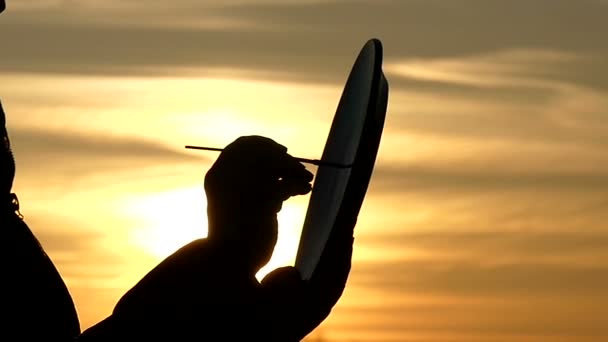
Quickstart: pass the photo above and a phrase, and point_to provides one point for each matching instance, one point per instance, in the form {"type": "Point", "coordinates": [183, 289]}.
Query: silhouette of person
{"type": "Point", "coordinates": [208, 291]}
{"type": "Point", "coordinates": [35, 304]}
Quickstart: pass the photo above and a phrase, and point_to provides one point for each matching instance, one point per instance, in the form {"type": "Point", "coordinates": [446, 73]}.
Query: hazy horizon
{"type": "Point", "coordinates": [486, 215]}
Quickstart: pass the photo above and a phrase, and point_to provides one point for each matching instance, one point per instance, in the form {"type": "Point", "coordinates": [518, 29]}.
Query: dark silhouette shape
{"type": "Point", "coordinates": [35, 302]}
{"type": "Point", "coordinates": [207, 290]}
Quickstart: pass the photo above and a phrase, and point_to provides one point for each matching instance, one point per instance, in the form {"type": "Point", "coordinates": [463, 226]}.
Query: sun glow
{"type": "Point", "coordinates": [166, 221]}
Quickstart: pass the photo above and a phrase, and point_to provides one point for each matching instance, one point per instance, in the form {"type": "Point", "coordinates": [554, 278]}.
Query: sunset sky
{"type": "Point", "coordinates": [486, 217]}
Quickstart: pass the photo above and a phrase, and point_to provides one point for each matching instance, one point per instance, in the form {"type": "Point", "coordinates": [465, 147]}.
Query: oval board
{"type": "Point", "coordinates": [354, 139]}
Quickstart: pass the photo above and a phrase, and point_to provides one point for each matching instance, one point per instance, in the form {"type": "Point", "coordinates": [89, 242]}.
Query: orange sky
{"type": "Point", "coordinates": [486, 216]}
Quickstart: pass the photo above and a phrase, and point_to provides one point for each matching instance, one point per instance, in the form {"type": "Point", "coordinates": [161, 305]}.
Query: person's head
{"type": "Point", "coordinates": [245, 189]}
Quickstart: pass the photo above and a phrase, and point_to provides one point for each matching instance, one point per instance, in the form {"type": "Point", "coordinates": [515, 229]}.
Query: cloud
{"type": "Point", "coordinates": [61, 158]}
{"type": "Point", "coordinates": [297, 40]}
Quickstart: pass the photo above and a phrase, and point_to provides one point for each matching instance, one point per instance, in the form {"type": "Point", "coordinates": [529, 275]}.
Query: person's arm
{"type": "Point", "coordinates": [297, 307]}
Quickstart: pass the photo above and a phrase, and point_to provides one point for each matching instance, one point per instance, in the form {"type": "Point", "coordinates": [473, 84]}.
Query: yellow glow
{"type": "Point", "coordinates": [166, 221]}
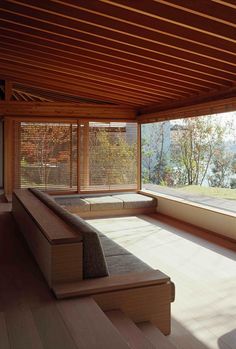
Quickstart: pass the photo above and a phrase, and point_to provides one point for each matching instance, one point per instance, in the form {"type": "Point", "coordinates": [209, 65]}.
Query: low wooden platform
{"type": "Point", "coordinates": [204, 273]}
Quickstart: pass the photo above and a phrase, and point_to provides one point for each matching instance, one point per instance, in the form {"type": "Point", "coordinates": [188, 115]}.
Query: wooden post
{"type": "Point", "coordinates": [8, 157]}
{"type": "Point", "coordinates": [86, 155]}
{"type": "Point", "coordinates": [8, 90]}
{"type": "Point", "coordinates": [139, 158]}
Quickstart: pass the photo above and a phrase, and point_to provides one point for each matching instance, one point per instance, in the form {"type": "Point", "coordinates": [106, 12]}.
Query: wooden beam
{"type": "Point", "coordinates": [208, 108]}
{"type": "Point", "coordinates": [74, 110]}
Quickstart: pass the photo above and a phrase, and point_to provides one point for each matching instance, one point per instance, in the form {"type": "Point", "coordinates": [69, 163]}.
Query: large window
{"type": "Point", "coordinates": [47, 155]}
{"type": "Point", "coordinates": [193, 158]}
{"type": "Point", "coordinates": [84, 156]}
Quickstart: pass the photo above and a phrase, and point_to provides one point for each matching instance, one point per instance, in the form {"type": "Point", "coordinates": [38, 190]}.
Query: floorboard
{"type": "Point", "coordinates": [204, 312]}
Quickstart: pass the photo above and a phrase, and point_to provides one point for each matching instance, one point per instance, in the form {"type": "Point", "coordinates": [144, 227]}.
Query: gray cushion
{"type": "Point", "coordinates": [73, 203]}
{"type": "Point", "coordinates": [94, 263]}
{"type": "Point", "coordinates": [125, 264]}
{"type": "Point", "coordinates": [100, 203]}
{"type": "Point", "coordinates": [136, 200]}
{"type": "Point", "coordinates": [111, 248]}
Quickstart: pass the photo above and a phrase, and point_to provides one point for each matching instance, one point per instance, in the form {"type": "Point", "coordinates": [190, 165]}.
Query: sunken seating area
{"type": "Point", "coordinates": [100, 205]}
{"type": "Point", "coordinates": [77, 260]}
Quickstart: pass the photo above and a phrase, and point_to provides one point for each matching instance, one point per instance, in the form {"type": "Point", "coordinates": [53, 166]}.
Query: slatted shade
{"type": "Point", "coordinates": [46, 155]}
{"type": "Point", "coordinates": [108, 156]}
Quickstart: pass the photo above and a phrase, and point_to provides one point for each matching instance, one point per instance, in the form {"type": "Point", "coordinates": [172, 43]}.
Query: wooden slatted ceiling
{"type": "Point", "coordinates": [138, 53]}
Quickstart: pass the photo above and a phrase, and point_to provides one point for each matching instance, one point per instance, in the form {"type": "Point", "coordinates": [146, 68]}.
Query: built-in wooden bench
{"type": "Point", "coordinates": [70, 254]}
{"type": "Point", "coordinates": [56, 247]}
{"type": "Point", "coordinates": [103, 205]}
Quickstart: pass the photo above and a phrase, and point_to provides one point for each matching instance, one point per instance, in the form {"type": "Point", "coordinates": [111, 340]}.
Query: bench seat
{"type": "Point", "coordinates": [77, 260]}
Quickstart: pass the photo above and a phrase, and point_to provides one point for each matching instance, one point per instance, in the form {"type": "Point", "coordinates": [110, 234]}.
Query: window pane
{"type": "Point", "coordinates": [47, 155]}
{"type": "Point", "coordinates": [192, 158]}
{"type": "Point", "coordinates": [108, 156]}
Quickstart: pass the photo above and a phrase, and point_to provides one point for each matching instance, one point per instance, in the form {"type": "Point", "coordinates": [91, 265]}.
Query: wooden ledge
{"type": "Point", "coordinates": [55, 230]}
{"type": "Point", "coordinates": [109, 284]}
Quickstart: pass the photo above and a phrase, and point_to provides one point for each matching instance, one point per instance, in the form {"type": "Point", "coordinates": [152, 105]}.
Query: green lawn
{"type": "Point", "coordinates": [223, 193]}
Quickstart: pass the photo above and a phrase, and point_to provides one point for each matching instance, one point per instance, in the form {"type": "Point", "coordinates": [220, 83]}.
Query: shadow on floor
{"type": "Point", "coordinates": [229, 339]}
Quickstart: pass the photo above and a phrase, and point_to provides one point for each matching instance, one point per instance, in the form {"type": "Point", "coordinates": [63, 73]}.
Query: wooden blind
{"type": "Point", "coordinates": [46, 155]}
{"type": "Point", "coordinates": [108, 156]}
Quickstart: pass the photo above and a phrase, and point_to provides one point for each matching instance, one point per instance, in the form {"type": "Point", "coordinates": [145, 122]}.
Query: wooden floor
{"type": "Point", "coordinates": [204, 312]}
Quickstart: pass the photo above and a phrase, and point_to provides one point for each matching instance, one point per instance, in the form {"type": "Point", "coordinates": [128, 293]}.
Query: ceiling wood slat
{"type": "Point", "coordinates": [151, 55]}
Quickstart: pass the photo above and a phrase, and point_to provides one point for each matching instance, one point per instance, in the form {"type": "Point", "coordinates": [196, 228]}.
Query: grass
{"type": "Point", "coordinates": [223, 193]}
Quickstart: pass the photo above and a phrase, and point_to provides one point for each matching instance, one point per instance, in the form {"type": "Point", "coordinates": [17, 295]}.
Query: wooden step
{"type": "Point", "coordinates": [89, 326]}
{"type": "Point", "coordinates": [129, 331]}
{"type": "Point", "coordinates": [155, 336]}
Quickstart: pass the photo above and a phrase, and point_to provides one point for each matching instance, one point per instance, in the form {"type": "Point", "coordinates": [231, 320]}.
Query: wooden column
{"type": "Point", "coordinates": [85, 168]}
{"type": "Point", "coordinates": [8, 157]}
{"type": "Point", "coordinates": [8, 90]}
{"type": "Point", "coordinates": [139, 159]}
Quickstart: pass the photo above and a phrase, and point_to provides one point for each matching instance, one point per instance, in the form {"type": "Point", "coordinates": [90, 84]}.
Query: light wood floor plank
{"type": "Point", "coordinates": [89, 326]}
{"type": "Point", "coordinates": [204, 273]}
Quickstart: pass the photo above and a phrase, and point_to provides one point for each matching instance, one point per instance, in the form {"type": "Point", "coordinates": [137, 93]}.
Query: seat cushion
************
| TASK TO CARRY OUT |
Which lines in the rows above contain the string "bench"? Gather each one in full, and treat uppercase and lowercase letters as different.

| ANSWER TO THE EXERCISE |
Query: built-in wooden bench
Query: bench seat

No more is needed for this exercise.